:: Exercise goal ::
Set out the lines of the entries from the line with "Report the position of every instance of the red dirt" up to and including the line with "pixel 301 169" as a numbered list, leaving out any blank lines.

* start Data to process *

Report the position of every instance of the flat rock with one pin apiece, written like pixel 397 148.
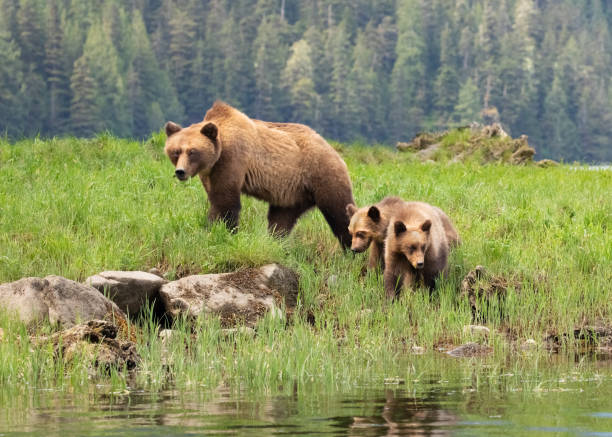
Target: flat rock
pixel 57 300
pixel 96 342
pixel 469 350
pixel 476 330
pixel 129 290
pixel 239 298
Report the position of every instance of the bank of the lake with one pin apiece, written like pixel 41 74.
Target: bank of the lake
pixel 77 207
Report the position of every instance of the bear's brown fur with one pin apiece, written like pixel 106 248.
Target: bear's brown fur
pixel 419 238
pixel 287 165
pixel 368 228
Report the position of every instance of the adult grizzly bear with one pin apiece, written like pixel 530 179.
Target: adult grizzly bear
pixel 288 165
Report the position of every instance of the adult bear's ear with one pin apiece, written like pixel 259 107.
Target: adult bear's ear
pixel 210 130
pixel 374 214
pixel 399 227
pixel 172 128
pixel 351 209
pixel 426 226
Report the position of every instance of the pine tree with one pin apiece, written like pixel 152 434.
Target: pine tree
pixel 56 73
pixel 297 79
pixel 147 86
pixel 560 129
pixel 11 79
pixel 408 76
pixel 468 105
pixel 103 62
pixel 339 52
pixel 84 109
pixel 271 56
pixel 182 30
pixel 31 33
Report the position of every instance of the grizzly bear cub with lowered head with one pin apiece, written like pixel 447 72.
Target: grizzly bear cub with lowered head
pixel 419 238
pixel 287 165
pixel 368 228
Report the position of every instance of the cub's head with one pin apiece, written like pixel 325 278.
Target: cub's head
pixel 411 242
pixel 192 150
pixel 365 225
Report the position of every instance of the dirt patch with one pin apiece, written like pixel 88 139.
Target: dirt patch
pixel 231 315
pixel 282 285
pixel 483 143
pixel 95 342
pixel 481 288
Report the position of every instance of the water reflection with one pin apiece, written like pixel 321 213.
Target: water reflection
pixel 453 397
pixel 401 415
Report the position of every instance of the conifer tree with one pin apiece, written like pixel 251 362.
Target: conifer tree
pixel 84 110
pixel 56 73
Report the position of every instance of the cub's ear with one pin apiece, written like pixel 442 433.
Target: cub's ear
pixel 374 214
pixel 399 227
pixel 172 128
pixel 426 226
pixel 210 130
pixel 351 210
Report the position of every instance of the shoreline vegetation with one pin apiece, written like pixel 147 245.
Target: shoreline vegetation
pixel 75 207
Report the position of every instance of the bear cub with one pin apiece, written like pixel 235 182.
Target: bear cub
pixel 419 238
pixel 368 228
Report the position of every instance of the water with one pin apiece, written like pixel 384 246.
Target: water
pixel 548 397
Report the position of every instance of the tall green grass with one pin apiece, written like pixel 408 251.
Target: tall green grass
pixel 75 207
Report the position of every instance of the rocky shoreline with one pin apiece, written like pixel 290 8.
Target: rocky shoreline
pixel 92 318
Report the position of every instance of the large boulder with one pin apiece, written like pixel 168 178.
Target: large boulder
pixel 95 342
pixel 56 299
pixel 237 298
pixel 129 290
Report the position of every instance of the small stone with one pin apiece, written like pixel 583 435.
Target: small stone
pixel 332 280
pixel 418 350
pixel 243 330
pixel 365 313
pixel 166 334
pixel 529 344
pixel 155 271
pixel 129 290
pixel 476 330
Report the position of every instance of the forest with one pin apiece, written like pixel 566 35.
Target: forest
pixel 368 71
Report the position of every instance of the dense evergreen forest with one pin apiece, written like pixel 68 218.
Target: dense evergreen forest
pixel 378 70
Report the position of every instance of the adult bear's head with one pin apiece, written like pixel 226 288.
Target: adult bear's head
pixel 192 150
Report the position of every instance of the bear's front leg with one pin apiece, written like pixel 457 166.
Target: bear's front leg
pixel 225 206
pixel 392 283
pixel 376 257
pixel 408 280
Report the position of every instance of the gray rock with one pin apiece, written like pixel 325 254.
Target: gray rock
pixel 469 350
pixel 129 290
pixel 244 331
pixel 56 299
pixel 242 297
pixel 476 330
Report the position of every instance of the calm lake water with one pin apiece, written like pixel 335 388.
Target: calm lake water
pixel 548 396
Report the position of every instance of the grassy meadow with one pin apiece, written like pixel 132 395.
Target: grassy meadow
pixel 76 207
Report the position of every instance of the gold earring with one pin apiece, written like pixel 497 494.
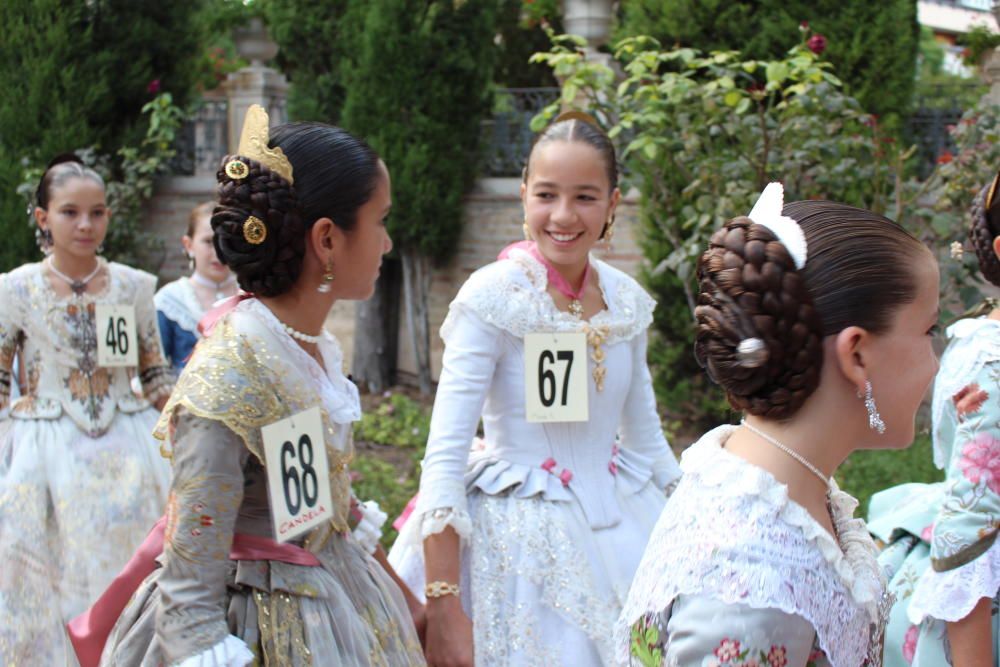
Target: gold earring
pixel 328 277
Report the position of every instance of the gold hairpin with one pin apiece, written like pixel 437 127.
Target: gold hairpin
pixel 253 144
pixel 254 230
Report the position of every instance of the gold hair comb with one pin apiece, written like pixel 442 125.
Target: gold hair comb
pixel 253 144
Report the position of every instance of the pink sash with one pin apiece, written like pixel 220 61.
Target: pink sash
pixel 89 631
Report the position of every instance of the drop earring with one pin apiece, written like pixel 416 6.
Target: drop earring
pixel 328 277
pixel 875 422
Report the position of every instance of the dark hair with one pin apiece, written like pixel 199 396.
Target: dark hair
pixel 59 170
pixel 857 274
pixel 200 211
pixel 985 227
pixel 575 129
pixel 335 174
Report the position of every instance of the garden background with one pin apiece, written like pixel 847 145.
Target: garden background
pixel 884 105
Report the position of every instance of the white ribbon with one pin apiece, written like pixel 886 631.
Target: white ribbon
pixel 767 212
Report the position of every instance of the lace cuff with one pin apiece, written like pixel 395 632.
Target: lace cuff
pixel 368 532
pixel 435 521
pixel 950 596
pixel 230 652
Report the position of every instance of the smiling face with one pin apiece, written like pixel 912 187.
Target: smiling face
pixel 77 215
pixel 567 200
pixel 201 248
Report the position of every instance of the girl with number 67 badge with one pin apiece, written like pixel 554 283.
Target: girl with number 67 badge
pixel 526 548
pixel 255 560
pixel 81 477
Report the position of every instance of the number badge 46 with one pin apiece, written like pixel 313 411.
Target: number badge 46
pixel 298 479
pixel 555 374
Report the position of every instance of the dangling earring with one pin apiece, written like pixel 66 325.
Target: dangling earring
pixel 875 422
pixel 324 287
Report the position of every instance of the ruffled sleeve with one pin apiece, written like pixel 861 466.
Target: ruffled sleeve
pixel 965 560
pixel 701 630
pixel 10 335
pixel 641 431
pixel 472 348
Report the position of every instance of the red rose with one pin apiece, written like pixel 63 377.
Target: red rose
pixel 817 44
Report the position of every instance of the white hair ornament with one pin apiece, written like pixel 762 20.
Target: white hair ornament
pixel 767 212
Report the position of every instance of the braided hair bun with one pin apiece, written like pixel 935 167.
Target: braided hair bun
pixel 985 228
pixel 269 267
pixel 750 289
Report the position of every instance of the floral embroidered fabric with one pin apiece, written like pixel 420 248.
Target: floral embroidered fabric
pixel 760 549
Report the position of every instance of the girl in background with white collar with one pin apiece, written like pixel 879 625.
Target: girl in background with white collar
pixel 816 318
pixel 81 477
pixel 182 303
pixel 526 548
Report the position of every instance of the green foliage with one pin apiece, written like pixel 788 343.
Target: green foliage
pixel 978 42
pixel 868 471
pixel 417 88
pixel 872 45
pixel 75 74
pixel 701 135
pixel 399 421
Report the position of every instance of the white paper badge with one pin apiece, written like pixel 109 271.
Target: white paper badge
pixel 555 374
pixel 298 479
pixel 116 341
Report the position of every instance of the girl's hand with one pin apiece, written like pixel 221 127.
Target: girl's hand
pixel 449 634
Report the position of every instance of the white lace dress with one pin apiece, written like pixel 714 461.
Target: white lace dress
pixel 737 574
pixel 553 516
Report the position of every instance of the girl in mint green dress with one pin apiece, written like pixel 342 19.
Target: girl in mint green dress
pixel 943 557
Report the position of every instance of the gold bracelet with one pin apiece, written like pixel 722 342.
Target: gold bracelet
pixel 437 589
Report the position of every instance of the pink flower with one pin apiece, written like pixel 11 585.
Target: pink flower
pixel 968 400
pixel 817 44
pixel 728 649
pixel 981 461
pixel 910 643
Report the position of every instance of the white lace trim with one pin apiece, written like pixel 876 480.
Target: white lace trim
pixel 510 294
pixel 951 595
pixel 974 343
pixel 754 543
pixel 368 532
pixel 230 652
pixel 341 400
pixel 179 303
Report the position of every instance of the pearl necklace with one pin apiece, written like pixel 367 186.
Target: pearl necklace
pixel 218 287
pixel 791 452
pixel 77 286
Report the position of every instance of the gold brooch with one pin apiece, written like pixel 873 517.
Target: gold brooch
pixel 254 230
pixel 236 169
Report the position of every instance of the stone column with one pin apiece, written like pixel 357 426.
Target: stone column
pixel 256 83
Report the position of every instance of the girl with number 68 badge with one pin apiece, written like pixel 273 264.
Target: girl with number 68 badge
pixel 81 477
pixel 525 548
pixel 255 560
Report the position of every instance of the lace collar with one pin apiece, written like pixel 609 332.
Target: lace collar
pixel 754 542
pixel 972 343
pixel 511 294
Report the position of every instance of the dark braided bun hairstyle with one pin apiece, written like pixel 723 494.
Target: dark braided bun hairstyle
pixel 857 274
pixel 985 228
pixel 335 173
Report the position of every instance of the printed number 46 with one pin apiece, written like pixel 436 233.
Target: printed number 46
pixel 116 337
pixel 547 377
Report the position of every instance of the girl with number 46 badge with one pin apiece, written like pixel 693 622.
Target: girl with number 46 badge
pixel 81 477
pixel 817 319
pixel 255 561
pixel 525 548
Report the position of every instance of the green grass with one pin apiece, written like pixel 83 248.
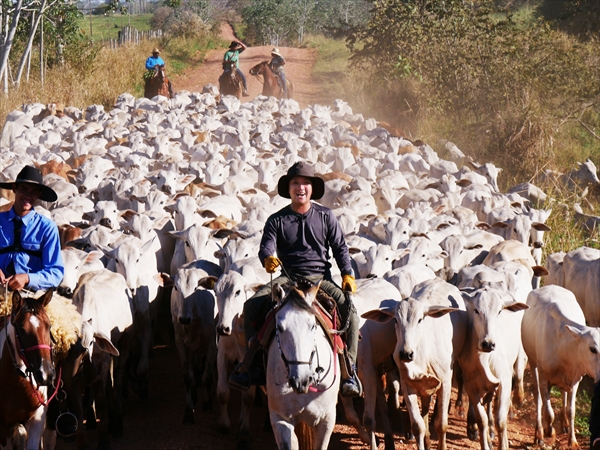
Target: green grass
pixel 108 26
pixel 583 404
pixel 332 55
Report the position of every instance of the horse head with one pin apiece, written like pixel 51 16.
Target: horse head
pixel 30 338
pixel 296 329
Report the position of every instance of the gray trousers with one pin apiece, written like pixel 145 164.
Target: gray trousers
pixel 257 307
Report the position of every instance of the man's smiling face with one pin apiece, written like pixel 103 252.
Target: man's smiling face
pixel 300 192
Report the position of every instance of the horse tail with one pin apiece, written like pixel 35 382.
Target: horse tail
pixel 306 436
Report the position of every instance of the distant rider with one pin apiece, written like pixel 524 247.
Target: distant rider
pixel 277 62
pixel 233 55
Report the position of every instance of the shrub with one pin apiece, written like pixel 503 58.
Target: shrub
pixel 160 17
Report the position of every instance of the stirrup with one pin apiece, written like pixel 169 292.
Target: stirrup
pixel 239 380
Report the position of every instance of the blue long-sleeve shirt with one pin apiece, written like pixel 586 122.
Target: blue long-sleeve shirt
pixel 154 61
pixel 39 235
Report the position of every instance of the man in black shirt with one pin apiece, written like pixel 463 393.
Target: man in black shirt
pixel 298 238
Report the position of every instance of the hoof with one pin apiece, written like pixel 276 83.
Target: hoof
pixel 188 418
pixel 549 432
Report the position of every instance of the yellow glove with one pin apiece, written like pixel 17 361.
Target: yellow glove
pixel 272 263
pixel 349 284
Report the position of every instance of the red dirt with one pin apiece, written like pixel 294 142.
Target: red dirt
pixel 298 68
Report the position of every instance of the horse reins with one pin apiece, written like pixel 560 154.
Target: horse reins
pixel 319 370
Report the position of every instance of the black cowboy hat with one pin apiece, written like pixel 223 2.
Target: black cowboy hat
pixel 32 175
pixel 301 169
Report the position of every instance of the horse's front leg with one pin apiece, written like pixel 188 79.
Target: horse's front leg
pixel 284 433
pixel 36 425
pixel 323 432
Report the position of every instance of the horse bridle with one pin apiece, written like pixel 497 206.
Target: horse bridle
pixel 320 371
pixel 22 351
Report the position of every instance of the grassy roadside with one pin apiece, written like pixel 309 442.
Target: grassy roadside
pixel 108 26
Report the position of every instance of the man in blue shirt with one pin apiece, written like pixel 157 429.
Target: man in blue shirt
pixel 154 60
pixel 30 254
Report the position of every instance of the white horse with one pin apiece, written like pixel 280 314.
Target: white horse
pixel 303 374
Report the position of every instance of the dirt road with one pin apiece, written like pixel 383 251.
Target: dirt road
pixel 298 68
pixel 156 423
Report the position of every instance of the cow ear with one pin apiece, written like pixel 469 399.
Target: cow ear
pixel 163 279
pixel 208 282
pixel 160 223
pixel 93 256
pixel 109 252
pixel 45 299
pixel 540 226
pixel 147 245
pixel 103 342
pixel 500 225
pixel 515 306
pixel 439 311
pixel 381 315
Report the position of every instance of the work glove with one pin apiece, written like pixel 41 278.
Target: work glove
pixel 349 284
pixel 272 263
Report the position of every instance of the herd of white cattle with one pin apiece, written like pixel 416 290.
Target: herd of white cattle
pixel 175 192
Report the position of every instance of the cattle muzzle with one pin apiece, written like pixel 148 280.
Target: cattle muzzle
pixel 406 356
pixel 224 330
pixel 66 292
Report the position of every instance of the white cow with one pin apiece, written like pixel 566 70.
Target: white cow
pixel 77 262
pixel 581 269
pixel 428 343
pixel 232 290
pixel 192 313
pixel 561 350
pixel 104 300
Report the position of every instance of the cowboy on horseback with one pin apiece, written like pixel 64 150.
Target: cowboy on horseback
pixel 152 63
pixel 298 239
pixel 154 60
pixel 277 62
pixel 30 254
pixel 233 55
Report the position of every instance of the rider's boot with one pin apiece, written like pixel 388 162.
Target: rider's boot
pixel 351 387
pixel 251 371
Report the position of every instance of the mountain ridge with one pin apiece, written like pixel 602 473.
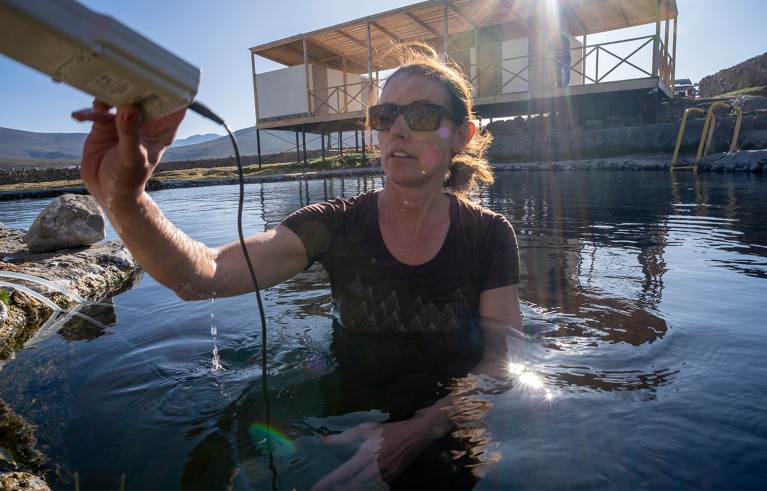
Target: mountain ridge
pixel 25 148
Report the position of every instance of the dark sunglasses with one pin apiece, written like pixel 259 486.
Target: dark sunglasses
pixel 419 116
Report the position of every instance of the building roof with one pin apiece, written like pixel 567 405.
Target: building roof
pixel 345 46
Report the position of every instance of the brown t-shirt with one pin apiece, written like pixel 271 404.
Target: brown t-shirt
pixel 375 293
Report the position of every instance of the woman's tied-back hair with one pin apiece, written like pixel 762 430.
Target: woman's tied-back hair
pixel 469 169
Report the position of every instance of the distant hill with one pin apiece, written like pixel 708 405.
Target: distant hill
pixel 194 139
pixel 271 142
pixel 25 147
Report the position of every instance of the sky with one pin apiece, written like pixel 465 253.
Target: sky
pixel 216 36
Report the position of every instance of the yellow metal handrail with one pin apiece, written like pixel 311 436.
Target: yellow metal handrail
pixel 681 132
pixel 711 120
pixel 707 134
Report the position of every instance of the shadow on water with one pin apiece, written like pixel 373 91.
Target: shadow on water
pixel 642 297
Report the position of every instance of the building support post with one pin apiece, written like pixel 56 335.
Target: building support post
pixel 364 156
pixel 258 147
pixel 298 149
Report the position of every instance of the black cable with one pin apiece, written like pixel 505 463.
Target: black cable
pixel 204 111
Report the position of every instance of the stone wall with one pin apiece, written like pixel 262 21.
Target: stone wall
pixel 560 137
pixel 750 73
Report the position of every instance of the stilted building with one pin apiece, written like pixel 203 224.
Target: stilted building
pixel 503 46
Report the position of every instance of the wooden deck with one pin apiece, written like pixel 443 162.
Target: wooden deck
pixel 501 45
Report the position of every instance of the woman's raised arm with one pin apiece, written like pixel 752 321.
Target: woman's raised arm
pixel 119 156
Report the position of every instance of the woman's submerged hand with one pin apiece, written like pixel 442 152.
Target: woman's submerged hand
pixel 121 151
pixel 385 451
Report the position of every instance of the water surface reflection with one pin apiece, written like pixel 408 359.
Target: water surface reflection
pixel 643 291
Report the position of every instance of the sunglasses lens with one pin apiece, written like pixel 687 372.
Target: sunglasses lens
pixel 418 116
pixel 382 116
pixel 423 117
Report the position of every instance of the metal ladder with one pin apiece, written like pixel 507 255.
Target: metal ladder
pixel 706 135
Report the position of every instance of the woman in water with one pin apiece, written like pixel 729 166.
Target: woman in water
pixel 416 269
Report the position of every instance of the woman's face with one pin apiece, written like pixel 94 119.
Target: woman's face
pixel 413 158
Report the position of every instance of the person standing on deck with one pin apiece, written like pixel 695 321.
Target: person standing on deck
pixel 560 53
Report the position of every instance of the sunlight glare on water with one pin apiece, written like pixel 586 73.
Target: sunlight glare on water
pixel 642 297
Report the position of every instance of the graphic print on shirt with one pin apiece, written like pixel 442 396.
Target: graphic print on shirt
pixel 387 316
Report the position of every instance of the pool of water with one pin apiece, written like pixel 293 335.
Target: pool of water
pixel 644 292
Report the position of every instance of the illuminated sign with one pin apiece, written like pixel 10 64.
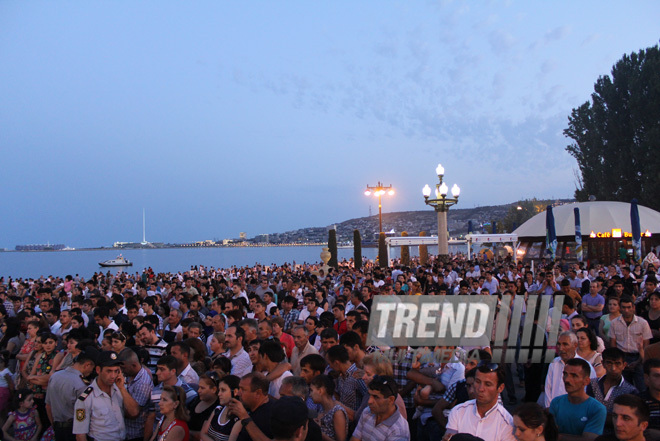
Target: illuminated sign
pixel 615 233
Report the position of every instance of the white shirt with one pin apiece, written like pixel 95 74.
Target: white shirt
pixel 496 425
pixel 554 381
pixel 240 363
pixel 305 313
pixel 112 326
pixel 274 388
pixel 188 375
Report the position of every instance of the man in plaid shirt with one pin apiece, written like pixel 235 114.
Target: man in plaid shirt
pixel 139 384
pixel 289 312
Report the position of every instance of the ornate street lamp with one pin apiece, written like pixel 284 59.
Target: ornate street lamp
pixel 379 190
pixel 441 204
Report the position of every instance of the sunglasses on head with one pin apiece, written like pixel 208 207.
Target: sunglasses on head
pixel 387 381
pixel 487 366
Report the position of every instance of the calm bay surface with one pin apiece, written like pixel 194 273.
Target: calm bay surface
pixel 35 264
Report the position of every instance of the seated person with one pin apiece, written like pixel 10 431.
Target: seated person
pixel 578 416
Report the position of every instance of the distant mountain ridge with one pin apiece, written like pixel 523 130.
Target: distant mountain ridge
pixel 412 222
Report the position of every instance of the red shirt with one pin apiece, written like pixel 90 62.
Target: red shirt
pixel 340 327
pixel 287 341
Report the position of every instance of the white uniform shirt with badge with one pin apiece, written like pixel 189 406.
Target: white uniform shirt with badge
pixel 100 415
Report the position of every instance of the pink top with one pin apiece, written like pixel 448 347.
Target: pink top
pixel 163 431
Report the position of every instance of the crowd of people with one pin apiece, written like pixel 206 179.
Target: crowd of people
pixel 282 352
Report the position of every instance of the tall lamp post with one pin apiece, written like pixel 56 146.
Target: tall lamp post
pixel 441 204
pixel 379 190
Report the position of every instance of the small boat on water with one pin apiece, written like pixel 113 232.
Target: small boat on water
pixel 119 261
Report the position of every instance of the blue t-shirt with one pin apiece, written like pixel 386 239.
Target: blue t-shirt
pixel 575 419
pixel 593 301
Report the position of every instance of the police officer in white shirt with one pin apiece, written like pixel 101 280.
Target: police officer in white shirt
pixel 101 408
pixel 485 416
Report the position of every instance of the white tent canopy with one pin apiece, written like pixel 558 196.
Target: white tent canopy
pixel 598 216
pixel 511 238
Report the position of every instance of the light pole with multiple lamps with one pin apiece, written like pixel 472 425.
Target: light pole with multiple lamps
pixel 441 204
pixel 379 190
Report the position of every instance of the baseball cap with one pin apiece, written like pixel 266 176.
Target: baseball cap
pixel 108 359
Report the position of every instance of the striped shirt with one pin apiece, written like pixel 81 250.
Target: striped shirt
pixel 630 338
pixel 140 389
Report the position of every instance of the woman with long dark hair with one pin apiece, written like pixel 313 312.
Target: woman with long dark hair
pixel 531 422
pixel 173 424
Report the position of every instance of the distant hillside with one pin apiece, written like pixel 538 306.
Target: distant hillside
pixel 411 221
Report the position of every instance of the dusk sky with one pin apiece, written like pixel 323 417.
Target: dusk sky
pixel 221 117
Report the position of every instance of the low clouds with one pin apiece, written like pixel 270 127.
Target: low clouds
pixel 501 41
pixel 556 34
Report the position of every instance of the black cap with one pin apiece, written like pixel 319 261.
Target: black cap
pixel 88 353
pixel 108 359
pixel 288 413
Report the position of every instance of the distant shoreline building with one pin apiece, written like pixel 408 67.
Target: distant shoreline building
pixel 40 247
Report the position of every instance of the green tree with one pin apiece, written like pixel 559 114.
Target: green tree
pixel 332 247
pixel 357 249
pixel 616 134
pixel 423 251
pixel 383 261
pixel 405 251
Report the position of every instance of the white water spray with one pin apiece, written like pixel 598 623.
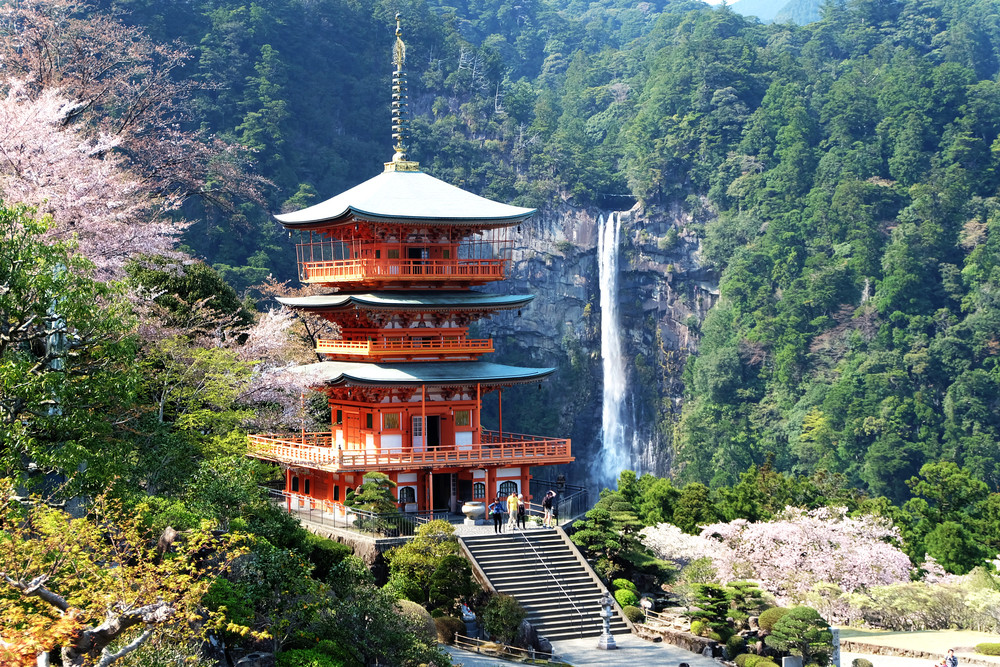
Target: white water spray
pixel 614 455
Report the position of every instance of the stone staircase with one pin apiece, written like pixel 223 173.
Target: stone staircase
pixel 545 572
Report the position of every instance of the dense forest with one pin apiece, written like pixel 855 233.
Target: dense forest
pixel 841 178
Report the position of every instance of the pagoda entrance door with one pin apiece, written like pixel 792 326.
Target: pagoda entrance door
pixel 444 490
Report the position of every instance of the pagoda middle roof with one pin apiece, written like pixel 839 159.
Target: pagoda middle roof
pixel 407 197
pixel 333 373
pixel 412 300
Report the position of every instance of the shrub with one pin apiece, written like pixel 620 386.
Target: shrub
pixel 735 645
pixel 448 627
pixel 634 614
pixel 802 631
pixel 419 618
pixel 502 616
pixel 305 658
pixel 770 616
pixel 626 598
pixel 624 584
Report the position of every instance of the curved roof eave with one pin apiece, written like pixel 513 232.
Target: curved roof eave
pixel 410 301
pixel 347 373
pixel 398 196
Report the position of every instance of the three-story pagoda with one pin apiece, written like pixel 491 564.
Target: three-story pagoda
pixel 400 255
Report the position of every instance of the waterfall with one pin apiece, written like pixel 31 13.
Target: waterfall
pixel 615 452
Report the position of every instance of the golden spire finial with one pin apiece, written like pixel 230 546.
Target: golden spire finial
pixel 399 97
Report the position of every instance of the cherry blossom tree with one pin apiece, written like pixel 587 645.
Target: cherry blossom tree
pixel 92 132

* end Data to process *

:: Reply to the exercise ::
1. Report the position of every instance of the red dirt with one pin apiece, written like pixel 294 142.
2. Target: red dirt
3. pixel 298 68
4. Report the position of every instance of the horse reins with one pin apiece, written like pixel 560 154.
5. Target: horse reins
6. pixel 319 370
7. Report the position of every instance of the black cowboy hat with one pin apiece, written like pixel 223 2.
8. Target: black cowboy hat
9. pixel 32 175
10. pixel 301 169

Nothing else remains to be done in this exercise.